*Consigne*
Recopiez à l'identique le passage du texte sur la psychanalyse et le mouvement familialiste, de « Les psychiatres d'enfants » à « de cette référence. ».

*Texte proposé*
Les psychiatres d'enfants ont toujours été confrontés à la nécessité de s'occuper des familles. Ceux d'entre eux qui évoluent dans la mouvance psychanalytique, partageront certainement notre sentiment que ce livre vient combler une lacune.

Nous savons combien la théorie psychanalytique nous est indispensable pour éclaircir notre compréhension du psychisme de l'enfant et nous ne pourrions imaginer une clinique pédopsychiatrique privée de cette référence.

Il paraît toutefois évident que la réflexion théorique concernant les rapports complexes des psychismes au sein du groupe familial et l'organisation psychique groupale de la famille est restée, jusque très récemment, insuffisamment élaborée.

Concrètement, les essais d'application des connaissances psychanalytiques dans le champ complexe d'une clinique fort éloignée de celle des candidats au divan ne se réalisent pas toujours avec la prudence et la réflexion que requiert un changement de cadre.

Le mouvement familialiste a ainsi trouvé un terrain propice où se développer sur les décombres de la psychanalyse mal appliquée. Nous savons qu'il a évolué dans un climat de polémique contre les tenants de la psychanalyse. Plus exactement, nous constatons qu'il s'est surtout opposé à certaines extensions mal élaborées des références psychanalytiques dans le champ de la clinique psychiatrique. Ce mouvement, à son tour, a donné lieu à des excès de méconnaissance de la réalité psychique.

Il était sans doute nécessaire, pour être novateur, de pouvoir faire table rase de pratiques et d'habitudes de pensée qui semblaient conduire à des impasses thérapeutiques.

Les diverses écoles familialistes, à partir de travaux considérant le système familial dans sa globalité fonctionnelle, ont créé une nouvelle clinique et un foisonnement d'inventions techniques dont nous commençons seulement à explorer la richesse.

Il nous paraît moins certain qu'elles aient créé une épistémologie révolutionnaire, comme l'affirment certains auteurs de Palo Alto (surtout P. Watzlawick). Le beau livre de M. Goutal, "Du fantasme au système" (E.S.F., Paris 1985) est venu à point nous montrer qu'il y a moins de contradictions que certains le croient entre Freud d'une part, Von Bertalanfy et Bateson de l'autre.

Actuellement, le temps des polémiques semble heureusement dépassé. Nous voyons des familialistes (par exemple ceux de l'école de Rome) redécouvrir l'importance du fantasme, et des psychanalystes tenter d'articuler des données théoriques et techniques issues des écoles systémistes et psychanalytiques.

Le travail de M. Berger s'inscrit dans cette perspective. Il utilise largement les apports de D. Anzieu et R. Kaës concernant le psychisme groupaI et les zones symbiotiques du psychisme. La référence à J. Bleger est ici également indispensable. Il se réfère aux concepts de D. Winnicott de champ transitionnel et de l'utilisation de l'objet.

*Entrées de données*

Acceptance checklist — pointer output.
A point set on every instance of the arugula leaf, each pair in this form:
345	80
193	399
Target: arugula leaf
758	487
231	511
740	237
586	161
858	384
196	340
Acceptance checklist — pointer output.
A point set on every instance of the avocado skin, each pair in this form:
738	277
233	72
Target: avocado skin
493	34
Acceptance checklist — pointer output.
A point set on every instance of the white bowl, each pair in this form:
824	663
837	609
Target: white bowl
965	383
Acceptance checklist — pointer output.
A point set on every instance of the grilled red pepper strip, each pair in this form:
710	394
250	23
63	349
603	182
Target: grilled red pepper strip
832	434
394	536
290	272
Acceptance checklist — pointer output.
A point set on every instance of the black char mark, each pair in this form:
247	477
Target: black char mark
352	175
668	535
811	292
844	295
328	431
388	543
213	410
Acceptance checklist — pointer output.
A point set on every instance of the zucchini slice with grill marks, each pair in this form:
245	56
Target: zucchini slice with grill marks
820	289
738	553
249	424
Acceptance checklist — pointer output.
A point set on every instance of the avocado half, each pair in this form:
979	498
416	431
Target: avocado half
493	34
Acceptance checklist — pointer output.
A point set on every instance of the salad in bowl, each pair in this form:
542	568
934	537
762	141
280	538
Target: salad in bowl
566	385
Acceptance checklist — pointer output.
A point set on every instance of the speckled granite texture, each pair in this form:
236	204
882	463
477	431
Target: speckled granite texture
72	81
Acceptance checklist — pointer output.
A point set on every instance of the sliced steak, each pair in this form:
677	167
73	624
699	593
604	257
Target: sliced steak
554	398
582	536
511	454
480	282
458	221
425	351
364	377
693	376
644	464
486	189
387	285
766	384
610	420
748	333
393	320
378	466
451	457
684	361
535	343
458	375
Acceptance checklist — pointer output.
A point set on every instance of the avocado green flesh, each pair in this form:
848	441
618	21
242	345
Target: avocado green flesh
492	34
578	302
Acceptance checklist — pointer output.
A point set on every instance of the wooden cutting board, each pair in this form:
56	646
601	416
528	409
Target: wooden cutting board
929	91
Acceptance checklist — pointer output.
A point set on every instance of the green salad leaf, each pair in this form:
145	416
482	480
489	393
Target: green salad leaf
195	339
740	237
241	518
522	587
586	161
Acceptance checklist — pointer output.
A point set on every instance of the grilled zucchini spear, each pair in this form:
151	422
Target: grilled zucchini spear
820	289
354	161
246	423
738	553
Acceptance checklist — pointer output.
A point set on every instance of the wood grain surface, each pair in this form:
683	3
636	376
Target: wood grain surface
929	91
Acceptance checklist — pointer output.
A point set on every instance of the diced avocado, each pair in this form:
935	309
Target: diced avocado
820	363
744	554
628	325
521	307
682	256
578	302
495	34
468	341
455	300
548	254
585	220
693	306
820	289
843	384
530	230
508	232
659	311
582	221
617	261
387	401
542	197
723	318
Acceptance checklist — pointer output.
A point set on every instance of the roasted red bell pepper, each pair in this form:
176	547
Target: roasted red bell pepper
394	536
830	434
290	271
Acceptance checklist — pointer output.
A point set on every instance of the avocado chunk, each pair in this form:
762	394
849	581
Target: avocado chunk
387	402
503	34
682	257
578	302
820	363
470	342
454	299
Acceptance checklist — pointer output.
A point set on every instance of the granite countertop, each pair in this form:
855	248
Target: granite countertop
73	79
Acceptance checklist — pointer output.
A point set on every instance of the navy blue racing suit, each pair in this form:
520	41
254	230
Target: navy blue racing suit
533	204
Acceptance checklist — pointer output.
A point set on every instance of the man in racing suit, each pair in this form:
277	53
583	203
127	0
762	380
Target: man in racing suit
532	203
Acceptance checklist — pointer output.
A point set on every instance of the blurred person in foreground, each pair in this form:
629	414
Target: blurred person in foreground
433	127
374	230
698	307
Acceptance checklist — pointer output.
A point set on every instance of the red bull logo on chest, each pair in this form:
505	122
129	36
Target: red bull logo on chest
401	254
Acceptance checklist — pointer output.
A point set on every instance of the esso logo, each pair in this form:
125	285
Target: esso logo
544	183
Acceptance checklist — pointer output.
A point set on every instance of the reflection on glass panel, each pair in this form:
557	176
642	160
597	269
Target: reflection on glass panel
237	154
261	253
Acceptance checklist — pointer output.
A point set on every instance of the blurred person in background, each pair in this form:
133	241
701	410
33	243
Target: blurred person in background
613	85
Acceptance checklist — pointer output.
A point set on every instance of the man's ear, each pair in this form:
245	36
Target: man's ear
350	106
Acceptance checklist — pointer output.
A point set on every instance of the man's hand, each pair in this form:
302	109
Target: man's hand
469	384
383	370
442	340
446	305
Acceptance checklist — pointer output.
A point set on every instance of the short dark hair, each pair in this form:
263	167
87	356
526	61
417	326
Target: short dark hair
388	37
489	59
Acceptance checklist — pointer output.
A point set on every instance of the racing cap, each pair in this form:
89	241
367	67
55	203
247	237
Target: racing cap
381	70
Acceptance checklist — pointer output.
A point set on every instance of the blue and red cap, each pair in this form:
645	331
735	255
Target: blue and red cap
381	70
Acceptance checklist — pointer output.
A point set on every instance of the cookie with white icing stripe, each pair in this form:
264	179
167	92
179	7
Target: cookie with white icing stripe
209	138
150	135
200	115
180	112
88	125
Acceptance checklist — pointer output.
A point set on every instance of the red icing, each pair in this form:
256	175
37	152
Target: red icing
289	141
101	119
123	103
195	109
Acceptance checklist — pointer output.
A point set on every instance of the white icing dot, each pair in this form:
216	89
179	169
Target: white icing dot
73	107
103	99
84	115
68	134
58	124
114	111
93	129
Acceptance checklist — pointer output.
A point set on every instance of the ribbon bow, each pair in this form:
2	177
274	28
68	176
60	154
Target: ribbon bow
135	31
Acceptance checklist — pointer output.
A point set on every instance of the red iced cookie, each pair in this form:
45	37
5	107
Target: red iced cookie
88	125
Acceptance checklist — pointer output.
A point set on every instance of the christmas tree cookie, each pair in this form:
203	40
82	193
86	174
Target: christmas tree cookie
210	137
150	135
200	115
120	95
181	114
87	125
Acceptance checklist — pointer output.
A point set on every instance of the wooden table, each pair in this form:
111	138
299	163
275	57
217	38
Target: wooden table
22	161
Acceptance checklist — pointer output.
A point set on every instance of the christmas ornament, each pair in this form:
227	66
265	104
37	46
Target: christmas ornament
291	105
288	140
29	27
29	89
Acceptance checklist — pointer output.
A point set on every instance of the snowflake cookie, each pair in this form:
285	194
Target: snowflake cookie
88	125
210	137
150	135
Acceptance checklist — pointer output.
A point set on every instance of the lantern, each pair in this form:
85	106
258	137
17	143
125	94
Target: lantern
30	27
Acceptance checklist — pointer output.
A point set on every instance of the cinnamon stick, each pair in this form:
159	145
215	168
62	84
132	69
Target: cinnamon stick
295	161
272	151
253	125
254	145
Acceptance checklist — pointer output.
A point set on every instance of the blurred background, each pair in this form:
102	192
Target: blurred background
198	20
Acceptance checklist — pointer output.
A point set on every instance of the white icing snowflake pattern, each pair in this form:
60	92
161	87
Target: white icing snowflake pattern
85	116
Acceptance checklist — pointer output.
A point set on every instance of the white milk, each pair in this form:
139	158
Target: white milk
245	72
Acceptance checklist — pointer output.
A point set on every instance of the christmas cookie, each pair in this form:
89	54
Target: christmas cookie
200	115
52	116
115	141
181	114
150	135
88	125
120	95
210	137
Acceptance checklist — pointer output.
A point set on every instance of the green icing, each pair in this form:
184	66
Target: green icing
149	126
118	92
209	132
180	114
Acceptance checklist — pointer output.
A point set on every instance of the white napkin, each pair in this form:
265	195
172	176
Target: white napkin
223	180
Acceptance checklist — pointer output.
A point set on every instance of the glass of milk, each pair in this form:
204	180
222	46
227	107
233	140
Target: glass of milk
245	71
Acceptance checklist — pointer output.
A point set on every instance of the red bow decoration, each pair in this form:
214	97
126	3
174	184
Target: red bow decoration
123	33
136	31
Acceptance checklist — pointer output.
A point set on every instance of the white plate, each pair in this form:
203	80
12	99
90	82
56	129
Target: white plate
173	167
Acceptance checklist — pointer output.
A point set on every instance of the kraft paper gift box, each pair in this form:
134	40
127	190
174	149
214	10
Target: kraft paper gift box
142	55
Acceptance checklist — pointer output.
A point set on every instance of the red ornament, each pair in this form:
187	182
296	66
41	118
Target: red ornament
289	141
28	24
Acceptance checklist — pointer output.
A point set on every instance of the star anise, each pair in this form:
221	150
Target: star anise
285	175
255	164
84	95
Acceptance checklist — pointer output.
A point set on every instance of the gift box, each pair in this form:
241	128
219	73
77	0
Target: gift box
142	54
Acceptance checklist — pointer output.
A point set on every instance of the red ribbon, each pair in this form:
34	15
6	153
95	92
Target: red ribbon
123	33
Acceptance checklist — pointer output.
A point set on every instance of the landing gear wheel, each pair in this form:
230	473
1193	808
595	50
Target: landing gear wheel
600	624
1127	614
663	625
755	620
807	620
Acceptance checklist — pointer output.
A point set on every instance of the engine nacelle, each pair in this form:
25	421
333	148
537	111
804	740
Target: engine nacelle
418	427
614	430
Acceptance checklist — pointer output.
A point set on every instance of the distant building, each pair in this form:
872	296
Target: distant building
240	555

*Corrigé*
Les psychiatres d'enfants ont toujours été confrontés à la nécessité de s'occuper des familles. Ceux d'entre eux qui évoluent dans la mouvance psychanalytique, partageront certainement notre sentiment que ce livre vient combler une lacune.

Nous savons combien la théorie psychanalytique nous est indispensable pour éclaircir notre compréhension du psychisme de l'enfant et nous ne pourrions imaginer une clinique pédopsychiatrique privée de cette référence.